• _WRITTEN EXERCISE_
Return verbatim the lines of the entries below, starting at the line containing "mark the region of every instance of the cyclist's" and continuing through the last line of the entries, with both of those lines included.

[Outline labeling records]
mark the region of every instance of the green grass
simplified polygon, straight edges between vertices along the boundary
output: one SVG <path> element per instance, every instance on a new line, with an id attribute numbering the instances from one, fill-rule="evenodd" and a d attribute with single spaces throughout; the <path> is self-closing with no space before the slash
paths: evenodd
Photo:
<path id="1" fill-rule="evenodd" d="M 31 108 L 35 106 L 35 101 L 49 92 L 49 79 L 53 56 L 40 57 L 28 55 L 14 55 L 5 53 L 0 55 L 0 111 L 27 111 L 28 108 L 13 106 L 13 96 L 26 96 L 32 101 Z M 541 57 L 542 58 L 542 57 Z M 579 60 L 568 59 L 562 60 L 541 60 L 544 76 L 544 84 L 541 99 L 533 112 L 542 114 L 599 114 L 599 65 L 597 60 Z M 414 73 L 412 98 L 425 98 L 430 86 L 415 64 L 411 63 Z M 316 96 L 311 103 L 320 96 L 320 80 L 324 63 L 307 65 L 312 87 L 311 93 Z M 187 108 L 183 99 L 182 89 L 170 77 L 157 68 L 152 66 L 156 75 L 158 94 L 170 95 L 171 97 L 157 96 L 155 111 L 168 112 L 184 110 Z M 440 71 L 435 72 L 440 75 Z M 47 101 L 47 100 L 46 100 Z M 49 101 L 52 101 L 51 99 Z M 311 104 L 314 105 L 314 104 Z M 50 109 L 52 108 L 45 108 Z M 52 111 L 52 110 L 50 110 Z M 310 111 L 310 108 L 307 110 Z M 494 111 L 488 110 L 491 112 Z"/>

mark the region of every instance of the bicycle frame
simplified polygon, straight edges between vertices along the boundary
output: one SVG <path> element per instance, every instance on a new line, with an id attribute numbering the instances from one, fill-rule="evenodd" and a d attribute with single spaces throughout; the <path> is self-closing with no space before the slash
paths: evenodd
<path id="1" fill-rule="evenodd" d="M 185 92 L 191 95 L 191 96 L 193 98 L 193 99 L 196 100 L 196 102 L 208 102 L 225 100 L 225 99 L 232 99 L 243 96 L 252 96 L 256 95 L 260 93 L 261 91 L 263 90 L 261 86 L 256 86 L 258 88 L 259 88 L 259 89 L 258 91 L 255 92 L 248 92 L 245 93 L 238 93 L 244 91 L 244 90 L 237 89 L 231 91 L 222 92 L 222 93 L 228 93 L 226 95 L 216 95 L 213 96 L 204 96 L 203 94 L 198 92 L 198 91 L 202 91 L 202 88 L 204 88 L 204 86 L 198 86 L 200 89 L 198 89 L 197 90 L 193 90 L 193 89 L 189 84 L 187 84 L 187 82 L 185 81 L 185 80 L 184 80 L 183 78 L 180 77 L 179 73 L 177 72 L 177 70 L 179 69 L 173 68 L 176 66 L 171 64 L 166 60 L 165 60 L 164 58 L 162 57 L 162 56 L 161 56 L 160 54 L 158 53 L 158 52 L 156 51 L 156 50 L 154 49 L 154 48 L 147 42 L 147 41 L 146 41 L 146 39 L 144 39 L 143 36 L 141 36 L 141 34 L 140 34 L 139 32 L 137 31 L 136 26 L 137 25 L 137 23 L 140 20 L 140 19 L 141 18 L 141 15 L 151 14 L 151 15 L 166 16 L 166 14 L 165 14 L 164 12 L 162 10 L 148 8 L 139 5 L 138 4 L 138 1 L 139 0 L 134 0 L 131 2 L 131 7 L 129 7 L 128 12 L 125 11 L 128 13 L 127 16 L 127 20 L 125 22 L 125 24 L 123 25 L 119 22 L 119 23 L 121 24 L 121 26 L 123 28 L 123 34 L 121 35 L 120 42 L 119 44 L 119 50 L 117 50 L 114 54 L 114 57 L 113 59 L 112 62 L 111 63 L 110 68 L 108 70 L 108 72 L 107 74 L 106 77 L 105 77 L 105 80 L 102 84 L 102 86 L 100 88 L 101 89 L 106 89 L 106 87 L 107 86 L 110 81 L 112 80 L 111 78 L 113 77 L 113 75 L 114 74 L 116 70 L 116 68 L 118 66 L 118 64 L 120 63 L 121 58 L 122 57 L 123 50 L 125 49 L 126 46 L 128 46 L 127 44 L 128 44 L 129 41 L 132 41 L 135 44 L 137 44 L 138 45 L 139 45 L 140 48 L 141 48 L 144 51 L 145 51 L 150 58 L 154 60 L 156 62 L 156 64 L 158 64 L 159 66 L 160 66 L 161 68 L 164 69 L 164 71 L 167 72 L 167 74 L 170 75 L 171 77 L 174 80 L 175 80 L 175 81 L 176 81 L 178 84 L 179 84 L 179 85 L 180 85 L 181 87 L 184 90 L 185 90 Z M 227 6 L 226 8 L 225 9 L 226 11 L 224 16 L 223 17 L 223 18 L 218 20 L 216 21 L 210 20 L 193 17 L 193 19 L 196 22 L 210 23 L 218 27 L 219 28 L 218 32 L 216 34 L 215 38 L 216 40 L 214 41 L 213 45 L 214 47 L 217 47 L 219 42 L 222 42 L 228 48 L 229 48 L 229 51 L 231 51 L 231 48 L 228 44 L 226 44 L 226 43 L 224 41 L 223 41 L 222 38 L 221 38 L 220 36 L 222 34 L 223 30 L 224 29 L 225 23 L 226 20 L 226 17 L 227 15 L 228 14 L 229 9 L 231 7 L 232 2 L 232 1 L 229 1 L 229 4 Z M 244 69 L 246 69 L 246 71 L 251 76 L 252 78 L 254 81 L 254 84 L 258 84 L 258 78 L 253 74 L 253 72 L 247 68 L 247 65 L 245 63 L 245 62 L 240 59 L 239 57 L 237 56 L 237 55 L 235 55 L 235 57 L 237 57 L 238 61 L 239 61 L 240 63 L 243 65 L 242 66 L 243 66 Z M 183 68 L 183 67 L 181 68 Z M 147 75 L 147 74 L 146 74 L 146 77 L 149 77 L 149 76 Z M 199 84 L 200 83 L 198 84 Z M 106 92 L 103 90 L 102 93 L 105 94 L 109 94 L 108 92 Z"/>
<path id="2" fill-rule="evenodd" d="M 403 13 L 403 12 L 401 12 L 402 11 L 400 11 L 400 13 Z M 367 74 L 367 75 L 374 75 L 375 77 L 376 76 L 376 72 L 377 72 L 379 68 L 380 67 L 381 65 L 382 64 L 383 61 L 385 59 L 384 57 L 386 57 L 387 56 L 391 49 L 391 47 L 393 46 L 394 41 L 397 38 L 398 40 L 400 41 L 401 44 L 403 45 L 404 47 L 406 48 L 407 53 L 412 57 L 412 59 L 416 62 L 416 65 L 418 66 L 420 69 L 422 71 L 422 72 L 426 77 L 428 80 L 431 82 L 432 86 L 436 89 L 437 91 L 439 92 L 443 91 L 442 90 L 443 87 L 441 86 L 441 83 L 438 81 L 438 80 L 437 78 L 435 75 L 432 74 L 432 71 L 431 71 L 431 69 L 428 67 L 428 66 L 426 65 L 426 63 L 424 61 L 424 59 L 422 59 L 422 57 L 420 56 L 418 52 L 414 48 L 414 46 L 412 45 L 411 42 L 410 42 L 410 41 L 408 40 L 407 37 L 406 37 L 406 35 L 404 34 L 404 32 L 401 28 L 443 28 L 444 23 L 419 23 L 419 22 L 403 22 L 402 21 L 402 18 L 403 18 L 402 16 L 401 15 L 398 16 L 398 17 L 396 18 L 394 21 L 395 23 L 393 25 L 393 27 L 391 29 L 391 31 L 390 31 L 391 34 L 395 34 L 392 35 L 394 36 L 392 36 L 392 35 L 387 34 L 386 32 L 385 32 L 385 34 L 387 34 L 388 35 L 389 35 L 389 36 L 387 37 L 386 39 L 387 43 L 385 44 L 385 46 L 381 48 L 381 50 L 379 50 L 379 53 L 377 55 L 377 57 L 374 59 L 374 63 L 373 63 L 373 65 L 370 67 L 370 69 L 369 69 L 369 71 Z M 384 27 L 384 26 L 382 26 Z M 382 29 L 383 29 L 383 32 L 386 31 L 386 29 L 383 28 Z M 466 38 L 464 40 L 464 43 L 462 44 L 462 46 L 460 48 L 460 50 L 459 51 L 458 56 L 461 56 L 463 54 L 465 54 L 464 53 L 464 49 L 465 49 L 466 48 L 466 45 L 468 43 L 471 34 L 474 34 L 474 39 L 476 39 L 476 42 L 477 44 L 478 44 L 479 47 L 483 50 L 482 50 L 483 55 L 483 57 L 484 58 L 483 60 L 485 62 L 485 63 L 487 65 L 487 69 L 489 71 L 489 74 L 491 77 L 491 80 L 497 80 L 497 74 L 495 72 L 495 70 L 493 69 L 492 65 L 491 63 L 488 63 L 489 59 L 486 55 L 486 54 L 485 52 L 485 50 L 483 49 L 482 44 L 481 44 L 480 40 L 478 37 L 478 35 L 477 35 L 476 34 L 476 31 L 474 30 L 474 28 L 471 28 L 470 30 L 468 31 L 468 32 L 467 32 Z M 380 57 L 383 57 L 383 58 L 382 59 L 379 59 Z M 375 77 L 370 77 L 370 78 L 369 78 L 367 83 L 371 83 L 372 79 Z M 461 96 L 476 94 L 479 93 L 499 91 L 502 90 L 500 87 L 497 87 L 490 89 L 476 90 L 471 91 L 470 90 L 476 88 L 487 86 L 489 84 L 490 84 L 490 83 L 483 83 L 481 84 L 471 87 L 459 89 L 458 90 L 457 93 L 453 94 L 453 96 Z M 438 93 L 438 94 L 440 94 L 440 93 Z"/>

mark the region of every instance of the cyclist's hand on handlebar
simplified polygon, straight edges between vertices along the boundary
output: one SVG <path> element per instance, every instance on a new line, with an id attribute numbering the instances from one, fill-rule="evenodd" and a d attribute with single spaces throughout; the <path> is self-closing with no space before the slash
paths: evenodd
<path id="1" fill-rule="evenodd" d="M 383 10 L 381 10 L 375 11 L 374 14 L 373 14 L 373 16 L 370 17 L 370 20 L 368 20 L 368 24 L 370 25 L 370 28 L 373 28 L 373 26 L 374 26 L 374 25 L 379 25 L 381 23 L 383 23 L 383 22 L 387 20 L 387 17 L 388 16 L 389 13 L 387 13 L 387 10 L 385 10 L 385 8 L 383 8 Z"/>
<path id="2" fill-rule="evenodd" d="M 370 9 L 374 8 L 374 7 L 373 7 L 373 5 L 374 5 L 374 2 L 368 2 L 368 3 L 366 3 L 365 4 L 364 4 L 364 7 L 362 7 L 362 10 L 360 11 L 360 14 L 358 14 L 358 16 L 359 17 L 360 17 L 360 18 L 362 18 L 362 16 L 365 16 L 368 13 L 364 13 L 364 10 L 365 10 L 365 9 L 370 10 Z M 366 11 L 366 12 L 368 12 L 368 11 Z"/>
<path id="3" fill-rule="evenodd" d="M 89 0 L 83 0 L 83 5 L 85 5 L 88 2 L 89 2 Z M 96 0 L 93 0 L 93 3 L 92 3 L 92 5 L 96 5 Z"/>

• _IN RESPONSE_
mark the region of every instance of the cyclist's hand on handlebar
simplified polygon, straight edges between vertices along the boundary
output: one SVG <path> element per instance, every instance on a new line, with an id attribute numbering the instances from one, fill-rule="evenodd" and a d attribute with single spaces throughout; the <path> is self-closing with no space before the slash
paths: evenodd
<path id="1" fill-rule="evenodd" d="M 383 10 L 381 10 L 375 11 L 374 14 L 373 14 L 373 16 L 370 17 L 370 20 L 368 20 L 368 24 L 370 25 L 370 28 L 373 28 L 373 26 L 374 26 L 374 25 L 379 25 L 381 23 L 383 23 L 383 22 L 387 20 L 387 17 L 388 16 L 389 13 L 387 13 L 387 10 L 385 10 L 385 8 L 383 8 Z"/>
<path id="2" fill-rule="evenodd" d="M 370 9 L 374 8 L 374 7 L 373 7 L 373 5 L 374 5 L 374 2 L 368 2 L 368 3 L 366 3 L 365 4 L 364 4 L 364 7 L 362 7 L 362 10 L 360 11 L 360 14 L 358 14 L 358 16 L 359 17 L 360 17 L 360 18 L 362 18 L 362 16 L 365 16 L 368 13 L 364 13 L 364 10 L 365 10 L 365 9 L 370 10 Z M 366 11 L 366 12 L 368 12 L 368 11 Z"/>
<path id="3" fill-rule="evenodd" d="M 89 0 L 83 0 L 83 5 L 85 5 L 88 2 L 89 2 Z M 96 0 L 93 0 L 93 3 L 92 3 L 92 5 L 96 5 Z"/>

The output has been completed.